* [What you need to do]:
Scan the records for the word "whole". Return each line where it is found.

* [Extracted data]:
►

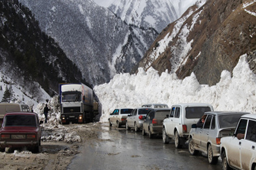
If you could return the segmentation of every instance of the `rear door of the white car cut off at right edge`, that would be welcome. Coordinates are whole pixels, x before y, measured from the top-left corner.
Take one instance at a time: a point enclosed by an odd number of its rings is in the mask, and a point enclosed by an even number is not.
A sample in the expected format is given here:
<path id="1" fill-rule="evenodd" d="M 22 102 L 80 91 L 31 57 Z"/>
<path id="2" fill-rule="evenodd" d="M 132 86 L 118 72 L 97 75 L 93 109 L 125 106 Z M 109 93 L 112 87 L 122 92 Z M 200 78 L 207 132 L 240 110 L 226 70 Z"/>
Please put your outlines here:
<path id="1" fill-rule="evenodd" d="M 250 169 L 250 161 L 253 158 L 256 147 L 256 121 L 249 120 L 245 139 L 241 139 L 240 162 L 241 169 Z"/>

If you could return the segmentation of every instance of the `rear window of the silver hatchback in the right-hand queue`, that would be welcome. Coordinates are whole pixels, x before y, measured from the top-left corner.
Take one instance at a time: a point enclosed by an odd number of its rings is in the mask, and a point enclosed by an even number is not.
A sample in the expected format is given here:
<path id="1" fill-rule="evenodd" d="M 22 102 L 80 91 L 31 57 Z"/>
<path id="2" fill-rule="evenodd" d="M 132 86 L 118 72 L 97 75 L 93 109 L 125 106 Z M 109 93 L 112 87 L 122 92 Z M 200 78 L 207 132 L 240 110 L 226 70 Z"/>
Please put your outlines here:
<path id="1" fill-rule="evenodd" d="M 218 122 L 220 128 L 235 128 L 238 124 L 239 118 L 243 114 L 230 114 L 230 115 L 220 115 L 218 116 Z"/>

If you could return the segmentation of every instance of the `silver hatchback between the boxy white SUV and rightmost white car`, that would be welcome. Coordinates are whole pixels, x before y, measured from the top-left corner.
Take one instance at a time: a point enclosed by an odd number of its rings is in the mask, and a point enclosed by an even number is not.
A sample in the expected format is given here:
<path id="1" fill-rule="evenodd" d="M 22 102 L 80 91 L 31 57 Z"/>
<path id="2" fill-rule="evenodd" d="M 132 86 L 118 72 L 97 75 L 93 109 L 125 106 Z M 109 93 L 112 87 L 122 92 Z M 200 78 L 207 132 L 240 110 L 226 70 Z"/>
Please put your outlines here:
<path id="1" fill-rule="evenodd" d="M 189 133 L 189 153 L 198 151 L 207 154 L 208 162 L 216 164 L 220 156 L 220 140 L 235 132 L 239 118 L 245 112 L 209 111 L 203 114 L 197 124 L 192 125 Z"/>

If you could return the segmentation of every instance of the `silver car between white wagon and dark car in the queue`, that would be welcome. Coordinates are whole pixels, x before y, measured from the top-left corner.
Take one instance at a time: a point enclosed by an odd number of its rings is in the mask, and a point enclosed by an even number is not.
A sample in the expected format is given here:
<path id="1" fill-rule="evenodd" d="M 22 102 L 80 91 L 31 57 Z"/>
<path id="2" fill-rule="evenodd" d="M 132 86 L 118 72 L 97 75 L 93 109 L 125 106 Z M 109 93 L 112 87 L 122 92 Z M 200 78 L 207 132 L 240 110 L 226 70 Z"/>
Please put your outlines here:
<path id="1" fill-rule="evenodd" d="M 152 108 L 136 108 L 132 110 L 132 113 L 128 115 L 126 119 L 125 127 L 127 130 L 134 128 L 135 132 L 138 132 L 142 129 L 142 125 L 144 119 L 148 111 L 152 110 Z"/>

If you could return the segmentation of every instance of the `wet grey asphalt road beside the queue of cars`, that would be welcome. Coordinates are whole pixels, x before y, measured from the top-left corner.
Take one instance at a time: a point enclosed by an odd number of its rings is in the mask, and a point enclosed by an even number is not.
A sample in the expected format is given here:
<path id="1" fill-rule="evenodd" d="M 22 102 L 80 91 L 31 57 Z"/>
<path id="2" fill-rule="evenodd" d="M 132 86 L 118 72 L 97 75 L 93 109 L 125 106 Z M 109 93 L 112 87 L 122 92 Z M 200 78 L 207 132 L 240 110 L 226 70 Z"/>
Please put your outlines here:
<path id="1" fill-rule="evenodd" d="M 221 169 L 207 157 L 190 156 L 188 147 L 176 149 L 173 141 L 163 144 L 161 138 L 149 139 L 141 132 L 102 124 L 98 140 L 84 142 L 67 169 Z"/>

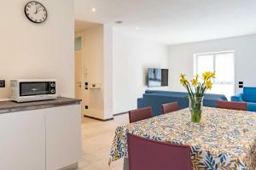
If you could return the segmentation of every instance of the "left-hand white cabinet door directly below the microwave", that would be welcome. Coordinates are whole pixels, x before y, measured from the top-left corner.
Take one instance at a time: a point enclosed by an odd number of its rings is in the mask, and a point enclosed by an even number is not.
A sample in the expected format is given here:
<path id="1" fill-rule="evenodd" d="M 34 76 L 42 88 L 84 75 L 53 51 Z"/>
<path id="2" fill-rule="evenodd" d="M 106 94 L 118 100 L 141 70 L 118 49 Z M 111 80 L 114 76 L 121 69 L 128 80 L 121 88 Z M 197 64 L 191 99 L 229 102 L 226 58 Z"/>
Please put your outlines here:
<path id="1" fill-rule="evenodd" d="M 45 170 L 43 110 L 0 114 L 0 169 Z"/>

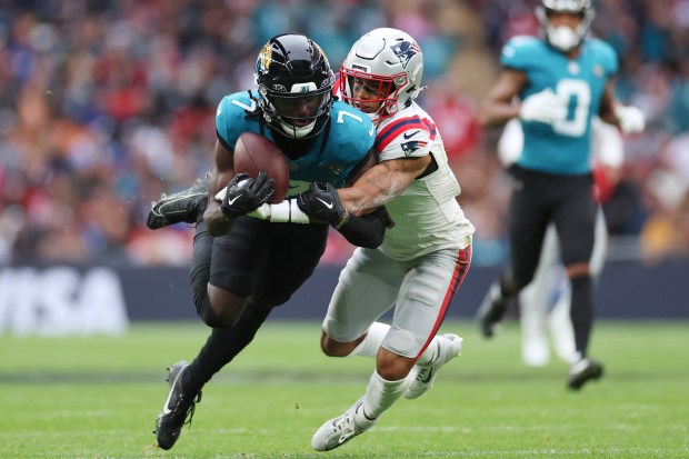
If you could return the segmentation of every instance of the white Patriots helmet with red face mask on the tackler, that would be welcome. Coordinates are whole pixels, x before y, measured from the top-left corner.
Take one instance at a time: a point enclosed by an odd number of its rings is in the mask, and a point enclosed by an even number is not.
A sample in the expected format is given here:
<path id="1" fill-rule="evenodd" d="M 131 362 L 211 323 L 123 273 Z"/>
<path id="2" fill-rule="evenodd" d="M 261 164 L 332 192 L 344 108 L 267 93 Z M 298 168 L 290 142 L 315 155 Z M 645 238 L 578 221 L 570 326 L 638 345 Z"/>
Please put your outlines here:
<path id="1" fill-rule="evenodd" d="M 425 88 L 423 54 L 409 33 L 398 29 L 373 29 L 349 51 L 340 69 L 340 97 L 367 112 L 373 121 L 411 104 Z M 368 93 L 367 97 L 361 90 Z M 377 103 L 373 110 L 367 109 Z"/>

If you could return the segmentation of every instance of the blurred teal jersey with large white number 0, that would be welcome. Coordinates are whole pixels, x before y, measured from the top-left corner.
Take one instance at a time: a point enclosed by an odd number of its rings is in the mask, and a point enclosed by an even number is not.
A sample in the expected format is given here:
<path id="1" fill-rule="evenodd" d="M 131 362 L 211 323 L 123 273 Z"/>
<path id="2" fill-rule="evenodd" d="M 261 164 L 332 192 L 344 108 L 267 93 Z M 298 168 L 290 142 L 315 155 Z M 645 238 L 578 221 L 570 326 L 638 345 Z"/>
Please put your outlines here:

◄

* [Written response]:
If you could return the segmentation of every instance of the `rear door of the white car cut off at right edge`, that would be welcome. Coordinates are whole pixels, x before y, measured from the top-left corner.
If you could return the segmentation of every instance of the `rear window of the silver hatchback in the right-hand queue`, that would be welcome. Coordinates are whole pixels, x before y, measured from the top-left corner.
If you could return the segmentation of every instance of the `silver hatchback between the boxy white SUV and rightmost white car`, that would be welcome. Coordinates are whole pixels, x before y, measured from the top-left corner.
If you could return the segmentation of every instance of the `silver car between white wagon and dark car in the queue`, that would be welcome. Coordinates are whole pixels, x before y, measured from the top-left corner.
If you could return the segmentation of every instance of the `wet grey asphalt road beside the queue of cars`, that would be welcome. Coordinates are whole pixels, x before y, measured from the top-left corner.
If you could return the segmentation of every instance of the "left-hand white cabinet door directly below the microwave", that would be welcome. Coordinates are whole pixels, x before y, measured from the top-left corner.
If you could return the segmentation of every instance of the white Patriots helmet with red face mask on the tackler, that would be welcome. Coordinates are whole pixels, x before y, measured from the top-left corner.
If you could return the segmentation of every instance of the blurred teal jersey with large white number 0, that would be welcome. Coordinates are whole pixels, x before y, measured from the top-left corner.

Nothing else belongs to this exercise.